Exercise task - Output the entries below verbatim, from their first line through the line containing "pixel 157 179", inclusive. Omit the pictures.

=== Exercise input ===

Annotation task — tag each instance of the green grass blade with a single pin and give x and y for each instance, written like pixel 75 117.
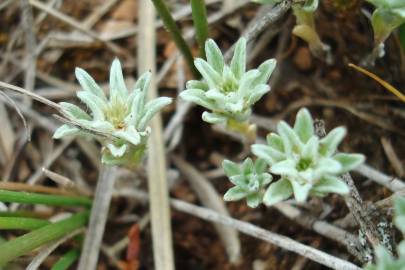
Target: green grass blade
pixel 174 31
pixel 26 243
pixel 66 260
pixel 402 36
pixel 199 14
pixel 22 223
pixel 37 198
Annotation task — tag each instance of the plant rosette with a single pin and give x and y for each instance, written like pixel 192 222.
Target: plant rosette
pixel 122 118
pixel 228 91
pixel 306 164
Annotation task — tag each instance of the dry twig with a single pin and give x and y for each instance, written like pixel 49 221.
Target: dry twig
pixel 157 179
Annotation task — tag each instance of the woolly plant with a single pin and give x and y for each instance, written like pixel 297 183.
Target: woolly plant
pixel 122 118
pixel 228 92
pixel 304 163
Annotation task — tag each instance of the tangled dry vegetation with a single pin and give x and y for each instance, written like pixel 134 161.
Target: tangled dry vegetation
pixel 61 207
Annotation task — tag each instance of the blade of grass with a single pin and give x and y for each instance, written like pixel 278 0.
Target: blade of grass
pixel 387 86
pixel 66 260
pixel 26 243
pixel 35 198
pixel 402 36
pixel 174 31
pixel 23 213
pixel 21 223
pixel 98 218
pixel 199 14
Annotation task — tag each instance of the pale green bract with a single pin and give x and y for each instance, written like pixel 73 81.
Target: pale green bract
pixel 123 117
pixel 306 164
pixel 228 92
pixel 388 15
pixel 384 259
pixel 250 180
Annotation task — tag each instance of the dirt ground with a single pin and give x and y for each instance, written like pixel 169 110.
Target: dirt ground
pixel 334 93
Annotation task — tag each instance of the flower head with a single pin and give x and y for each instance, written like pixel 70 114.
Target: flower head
pixel 228 92
pixel 250 180
pixel 305 163
pixel 122 117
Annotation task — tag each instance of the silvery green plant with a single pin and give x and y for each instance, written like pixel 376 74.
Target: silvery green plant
pixel 384 258
pixel 304 12
pixel 306 164
pixel 228 91
pixel 250 180
pixel 388 15
pixel 122 118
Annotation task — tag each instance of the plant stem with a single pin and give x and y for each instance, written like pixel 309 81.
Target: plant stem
pixel 199 13
pixel 21 223
pixel 98 219
pixel 174 31
pixel 32 240
pixel 36 198
pixel 156 168
pixel 66 260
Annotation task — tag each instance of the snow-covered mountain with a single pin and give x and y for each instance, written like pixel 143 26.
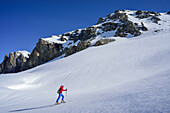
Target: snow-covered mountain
pixel 129 75
pixel 121 23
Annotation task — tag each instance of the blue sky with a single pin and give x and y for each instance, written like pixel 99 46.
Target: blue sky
pixel 23 22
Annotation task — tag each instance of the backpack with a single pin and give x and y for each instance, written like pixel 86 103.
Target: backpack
pixel 58 91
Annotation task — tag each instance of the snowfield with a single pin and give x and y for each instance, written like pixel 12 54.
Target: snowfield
pixel 130 75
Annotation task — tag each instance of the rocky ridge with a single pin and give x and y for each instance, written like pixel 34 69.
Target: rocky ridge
pixel 117 24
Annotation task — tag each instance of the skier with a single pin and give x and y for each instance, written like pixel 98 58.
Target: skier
pixel 60 94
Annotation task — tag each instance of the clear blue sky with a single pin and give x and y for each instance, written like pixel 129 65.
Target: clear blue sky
pixel 23 22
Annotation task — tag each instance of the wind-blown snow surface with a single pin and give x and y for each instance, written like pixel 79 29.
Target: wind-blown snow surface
pixel 125 76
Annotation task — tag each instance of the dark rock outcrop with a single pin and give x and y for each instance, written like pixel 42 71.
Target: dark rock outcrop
pixel 77 40
pixel 103 41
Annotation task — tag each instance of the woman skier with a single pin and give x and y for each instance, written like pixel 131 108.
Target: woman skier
pixel 60 94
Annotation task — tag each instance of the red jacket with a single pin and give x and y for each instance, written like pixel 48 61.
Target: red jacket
pixel 61 89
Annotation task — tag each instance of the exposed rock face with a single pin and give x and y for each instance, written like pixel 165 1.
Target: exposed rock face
pixel 75 41
pixel 43 52
pixel 103 41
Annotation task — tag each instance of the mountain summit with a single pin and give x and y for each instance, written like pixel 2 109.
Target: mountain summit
pixel 120 24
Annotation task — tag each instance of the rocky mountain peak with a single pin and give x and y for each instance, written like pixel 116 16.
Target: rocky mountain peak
pixel 121 23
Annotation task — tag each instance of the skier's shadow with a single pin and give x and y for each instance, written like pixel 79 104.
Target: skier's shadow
pixel 33 108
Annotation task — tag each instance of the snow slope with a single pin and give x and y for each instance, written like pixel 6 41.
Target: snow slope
pixel 125 76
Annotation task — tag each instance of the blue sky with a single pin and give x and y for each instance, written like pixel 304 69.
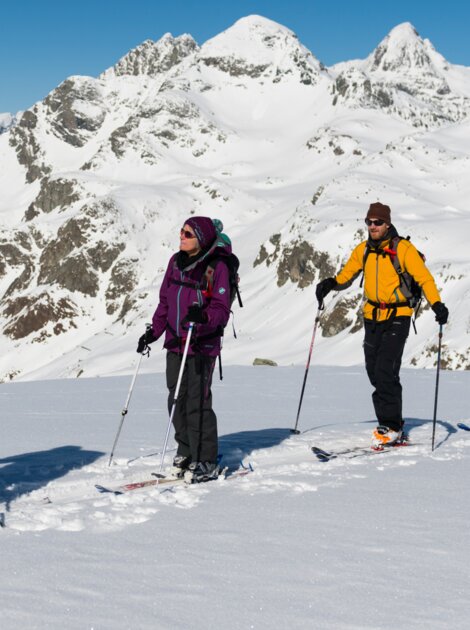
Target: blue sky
pixel 44 41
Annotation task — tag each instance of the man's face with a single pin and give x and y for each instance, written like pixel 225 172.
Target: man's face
pixel 376 232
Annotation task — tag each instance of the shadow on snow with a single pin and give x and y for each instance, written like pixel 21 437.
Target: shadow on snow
pixel 21 474
pixel 236 446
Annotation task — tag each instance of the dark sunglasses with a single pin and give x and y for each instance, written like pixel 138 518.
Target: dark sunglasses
pixel 377 222
pixel 187 234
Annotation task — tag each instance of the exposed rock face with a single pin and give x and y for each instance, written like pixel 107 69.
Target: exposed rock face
pixel 34 313
pixel 70 262
pixel 406 77
pixel 112 163
pixel 122 283
pixel 28 151
pixel 55 193
pixel 76 110
pixel 340 317
pixel 298 261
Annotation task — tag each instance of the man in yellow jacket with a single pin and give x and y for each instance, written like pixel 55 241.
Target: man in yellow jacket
pixel 387 312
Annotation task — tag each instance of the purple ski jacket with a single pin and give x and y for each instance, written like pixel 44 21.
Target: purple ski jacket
pixel 183 287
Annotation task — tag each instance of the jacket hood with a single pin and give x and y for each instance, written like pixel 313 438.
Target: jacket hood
pixel 220 248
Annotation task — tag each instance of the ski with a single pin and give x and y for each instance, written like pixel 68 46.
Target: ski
pixel 355 451
pixel 225 475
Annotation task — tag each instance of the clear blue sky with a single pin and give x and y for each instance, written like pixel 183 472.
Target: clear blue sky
pixel 44 41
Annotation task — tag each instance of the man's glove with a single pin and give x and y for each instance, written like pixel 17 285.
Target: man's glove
pixel 147 338
pixel 323 288
pixel 196 314
pixel 442 312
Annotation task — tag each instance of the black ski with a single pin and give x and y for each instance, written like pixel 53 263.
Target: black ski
pixel 355 451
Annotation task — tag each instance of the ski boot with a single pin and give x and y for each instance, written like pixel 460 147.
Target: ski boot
pixel 383 437
pixel 199 472
pixel 181 464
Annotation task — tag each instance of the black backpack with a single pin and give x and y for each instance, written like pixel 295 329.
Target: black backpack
pixel 410 289
pixel 232 263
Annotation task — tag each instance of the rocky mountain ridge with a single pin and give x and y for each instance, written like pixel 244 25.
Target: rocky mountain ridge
pixel 249 127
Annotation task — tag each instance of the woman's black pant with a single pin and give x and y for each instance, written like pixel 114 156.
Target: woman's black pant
pixel 194 419
pixel 384 343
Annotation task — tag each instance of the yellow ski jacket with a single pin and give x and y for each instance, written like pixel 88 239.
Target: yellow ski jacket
pixel 381 280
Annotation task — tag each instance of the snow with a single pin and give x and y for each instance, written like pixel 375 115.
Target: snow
pixel 255 153
pixel 373 542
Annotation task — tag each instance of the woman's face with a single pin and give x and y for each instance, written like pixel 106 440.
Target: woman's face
pixel 188 241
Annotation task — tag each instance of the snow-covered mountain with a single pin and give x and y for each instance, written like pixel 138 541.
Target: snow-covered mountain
pixel 251 128
pixel 7 121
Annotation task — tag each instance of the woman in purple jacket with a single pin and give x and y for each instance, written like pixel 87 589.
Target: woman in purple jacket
pixel 195 288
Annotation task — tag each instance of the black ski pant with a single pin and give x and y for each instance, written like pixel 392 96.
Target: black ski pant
pixel 384 343
pixel 194 419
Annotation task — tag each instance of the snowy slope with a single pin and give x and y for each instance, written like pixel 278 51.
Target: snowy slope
pixel 374 541
pixel 251 128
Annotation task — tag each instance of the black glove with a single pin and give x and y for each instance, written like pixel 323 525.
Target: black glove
pixel 442 312
pixel 147 338
pixel 196 314
pixel 323 288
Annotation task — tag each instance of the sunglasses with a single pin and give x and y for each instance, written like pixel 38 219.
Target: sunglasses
pixel 186 234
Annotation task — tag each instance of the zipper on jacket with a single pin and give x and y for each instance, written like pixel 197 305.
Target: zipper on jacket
pixel 178 305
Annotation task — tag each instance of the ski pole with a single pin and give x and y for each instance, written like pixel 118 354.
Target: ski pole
pixel 317 320
pixel 175 397
pixel 126 404
pixel 437 386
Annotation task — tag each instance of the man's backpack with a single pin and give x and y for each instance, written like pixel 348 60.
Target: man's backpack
pixel 410 289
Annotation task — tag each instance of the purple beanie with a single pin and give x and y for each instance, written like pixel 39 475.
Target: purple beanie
pixel 203 229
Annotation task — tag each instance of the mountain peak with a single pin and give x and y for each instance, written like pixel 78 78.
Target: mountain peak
pixel 152 58
pixel 275 48
pixel 402 48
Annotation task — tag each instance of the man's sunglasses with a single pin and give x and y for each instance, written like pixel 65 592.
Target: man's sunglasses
pixel 187 234
pixel 377 222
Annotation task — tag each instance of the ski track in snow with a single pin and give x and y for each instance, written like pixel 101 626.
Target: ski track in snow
pixel 74 504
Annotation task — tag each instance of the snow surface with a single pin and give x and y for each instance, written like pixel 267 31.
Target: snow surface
pixel 374 542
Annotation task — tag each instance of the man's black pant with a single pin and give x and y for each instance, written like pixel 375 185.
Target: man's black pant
pixel 384 343
pixel 194 419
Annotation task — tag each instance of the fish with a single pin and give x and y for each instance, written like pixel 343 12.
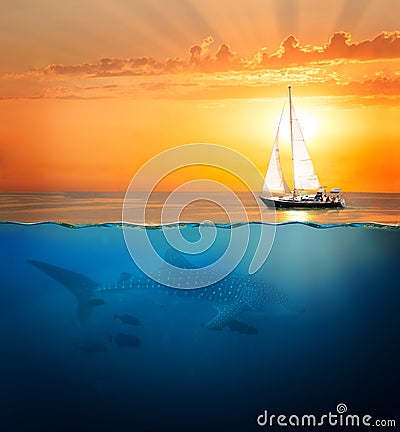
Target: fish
pixel 125 340
pixel 92 347
pixel 234 295
pixel 127 319
pixel 95 302
pixel 239 327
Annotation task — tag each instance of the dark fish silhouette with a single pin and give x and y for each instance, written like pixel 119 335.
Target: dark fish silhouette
pixel 127 319
pixel 124 340
pixel 242 328
pixel 92 347
pixel 232 296
pixel 95 302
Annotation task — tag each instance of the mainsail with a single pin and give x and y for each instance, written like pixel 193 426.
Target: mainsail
pixel 304 176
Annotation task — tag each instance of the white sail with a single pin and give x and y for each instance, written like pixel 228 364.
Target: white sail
pixel 304 176
pixel 274 179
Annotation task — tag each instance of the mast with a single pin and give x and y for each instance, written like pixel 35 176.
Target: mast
pixel 291 132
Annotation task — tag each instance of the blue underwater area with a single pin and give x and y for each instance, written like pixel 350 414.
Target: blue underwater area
pixel 341 345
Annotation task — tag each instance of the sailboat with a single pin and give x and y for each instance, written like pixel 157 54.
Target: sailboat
pixel 304 176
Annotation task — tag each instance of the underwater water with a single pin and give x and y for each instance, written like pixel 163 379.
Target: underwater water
pixel 340 345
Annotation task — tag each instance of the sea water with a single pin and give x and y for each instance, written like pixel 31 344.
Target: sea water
pixel 342 348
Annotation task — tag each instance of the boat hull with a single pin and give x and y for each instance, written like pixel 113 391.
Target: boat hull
pixel 278 202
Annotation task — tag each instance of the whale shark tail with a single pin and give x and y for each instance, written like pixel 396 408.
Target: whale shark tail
pixel 79 285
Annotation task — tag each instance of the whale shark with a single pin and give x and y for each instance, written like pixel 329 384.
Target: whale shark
pixel 233 296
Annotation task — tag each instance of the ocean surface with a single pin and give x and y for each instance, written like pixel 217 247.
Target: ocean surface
pixel 161 367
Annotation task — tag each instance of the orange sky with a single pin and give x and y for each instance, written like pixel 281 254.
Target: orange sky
pixel 89 91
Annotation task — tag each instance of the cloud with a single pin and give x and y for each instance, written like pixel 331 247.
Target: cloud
pixel 340 67
pixel 291 52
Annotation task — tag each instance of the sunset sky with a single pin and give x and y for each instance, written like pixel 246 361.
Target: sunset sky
pixel 91 89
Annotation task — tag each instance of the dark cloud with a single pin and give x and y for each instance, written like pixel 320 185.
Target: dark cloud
pixel 291 52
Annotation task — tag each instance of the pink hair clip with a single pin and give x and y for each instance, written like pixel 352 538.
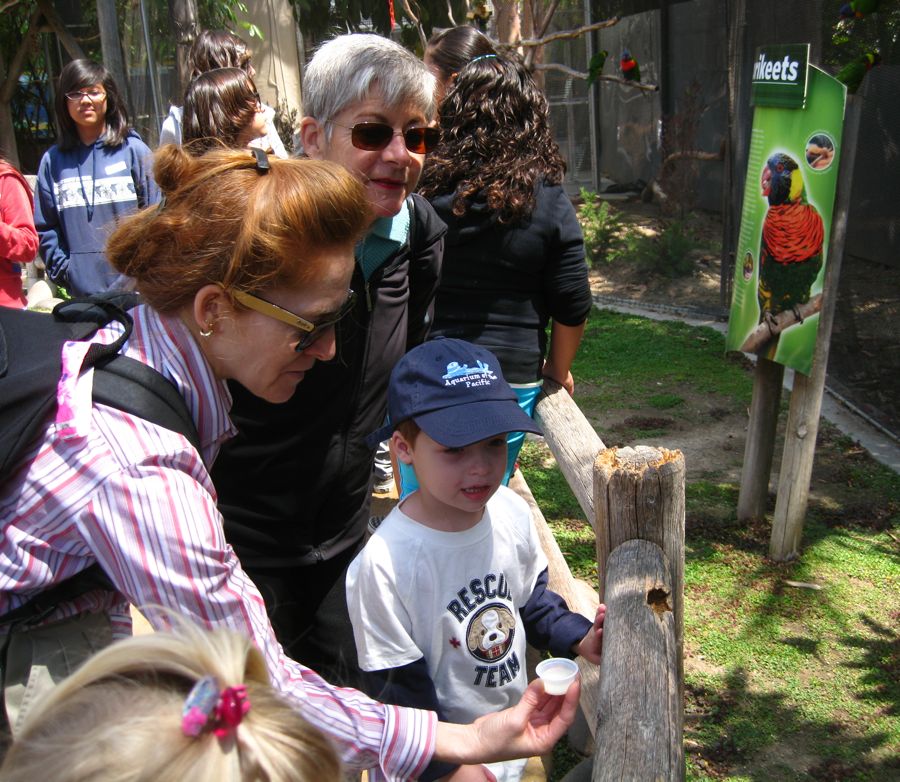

===

Exercise answer -
Annotation task — tag each instance of the green grass blade with a single pin and give x and y for each instance, written like pixel 75 117.
Target: green grass blade
pixel 174 31
pixel 26 243
pixel 66 260
pixel 402 36
pixel 199 14
pixel 22 223
pixel 37 198
Annotation task — tag each instance of the plant rosette with a single pin and give x and y for each instance, written like pixel 192 222.
Target: plant rosette
pixel 122 118
pixel 228 91
pixel 306 164
Annotation task — tag each instance of the dry twig with a single pin and give x and y for each instance, written like pixel 49 221.
Target: dry twig
pixel 157 179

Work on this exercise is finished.